# Region labeling entries
** Start **
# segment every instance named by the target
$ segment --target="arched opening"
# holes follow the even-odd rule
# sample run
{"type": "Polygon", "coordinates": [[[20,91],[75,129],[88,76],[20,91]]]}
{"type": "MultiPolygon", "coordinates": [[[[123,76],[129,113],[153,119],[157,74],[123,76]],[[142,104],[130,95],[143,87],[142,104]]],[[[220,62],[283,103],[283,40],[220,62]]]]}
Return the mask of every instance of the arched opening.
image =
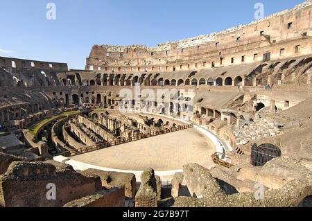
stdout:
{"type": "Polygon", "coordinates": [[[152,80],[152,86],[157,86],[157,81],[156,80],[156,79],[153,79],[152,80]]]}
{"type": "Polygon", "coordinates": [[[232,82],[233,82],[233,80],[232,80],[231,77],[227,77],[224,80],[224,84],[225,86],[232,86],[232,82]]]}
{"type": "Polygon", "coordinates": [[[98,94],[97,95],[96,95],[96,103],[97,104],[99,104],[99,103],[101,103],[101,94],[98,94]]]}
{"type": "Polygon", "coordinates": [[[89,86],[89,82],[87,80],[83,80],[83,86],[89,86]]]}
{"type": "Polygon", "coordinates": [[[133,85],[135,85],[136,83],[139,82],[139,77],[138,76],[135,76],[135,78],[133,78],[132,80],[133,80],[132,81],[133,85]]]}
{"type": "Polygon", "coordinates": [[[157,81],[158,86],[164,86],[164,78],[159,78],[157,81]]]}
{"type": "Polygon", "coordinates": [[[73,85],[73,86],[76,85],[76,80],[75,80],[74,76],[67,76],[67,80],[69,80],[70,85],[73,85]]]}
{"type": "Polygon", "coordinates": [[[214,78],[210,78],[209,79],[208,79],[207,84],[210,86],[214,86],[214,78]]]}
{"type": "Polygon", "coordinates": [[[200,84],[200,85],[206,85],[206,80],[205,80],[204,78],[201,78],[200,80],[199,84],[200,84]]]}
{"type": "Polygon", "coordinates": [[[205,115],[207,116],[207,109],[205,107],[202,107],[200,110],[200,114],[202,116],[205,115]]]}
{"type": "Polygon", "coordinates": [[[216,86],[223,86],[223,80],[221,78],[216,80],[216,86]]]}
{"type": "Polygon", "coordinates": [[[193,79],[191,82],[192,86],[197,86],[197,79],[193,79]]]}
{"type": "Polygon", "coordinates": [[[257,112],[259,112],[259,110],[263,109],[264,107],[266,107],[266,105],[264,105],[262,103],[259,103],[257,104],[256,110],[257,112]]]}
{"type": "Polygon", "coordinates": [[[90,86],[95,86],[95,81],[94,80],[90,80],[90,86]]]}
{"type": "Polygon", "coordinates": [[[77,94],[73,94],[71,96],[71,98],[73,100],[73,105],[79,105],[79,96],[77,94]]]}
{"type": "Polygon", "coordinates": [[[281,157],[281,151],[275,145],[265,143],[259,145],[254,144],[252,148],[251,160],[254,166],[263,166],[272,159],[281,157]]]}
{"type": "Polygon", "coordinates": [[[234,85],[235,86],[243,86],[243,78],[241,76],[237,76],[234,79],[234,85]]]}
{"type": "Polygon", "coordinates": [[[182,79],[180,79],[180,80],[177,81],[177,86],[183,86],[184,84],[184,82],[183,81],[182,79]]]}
** End **
# WHAT YOU WILL DO
Rewrite every line of the entries above as a numbered list, skipping any blank lines and leaving out the pictures.

# SOLUTION
1. # segment every instance named by the target
2. $ segment --target="arched opening"
3. # holes follow the even-odd rule
4. # sample run
5. {"type": "Polygon", "coordinates": [[[20,91],[75,129],[88,76],[20,91]]]}
6. {"type": "MultiPolygon", "coordinates": [[[[123,76],[129,113],[153,119],[157,74],[123,76]],[[142,104],[130,95],[143,87],[142,104]]],[[[220,62],[283,103],[283,40],[220,62]]]]}
7. Return the mask of every instance of the arched opening.
8. image =
9. stdout:
10. {"type": "Polygon", "coordinates": [[[152,80],[152,86],[157,86],[157,81],[156,80],[156,79],[153,79],[152,80]]]}
11. {"type": "Polygon", "coordinates": [[[232,82],[233,82],[233,80],[232,80],[231,77],[227,77],[224,80],[224,84],[225,86],[232,86],[232,82]]]}
12. {"type": "Polygon", "coordinates": [[[98,94],[97,95],[96,95],[96,103],[97,104],[99,104],[99,103],[101,103],[101,94],[98,94]]]}
13. {"type": "Polygon", "coordinates": [[[89,86],[89,82],[87,80],[83,80],[83,86],[89,86]]]}
14. {"type": "Polygon", "coordinates": [[[133,85],[135,85],[136,83],[139,82],[139,77],[138,76],[135,76],[135,78],[133,78],[132,80],[133,80],[132,81],[133,85]]]}
15. {"type": "Polygon", "coordinates": [[[157,81],[158,86],[164,86],[164,78],[159,78],[157,81]]]}
16. {"type": "Polygon", "coordinates": [[[73,85],[73,86],[76,85],[76,80],[75,80],[74,76],[67,76],[67,80],[69,80],[70,85],[73,85]]]}
17. {"type": "Polygon", "coordinates": [[[214,78],[210,78],[209,79],[208,79],[207,84],[210,86],[214,86],[214,78]]]}
18. {"type": "Polygon", "coordinates": [[[200,84],[200,85],[206,85],[206,80],[205,80],[204,78],[201,78],[200,80],[199,84],[200,84]]]}
19. {"type": "Polygon", "coordinates": [[[205,115],[207,116],[207,109],[205,107],[202,107],[200,110],[200,114],[202,116],[205,115]]]}
20. {"type": "Polygon", "coordinates": [[[216,86],[223,86],[223,80],[221,78],[216,80],[216,86]]]}
21. {"type": "Polygon", "coordinates": [[[193,79],[191,82],[192,86],[197,86],[197,79],[193,79]]]}
22. {"type": "Polygon", "coordinates": [[[257,112],[259,112],[259,110],[263,109],[264,107],[266,107],[266,105],[264,105],[262,103],[259,103],[257,104],[256,110],[257,112]]]}
23. {"type": "Polygon", "coordinates": [[[90,86],[95,86],[95,81],[94,80],[90,80],[90,86]]]}
24. {"type": "Polygon", "coordinates": [[[77,94],[73,94],[71,96],[71,98],[73,100],[73,105],[79,105],[79,96],[77,94]]]}
25. {"type": "Polygon", "coordinates": [[[281,157],[281,151],[275,145],[265,143],[259,145],[254,144],[252,148],[251,160],[254,166],[263,166],[272,159],[281,157]]]}
26. {"type": "Polygon", "coordinates": [[[234,85],[235,86],[243,86],[243,78],[241,76],[237,76],[234,79],[234,85]]]}
27. {"type": "Polygon", "coordinates": [[[182,79],[180,79],[180,80],[177,81],[177,86],[183,86],[184,84],[184,82],[183,81],[182,79]]]}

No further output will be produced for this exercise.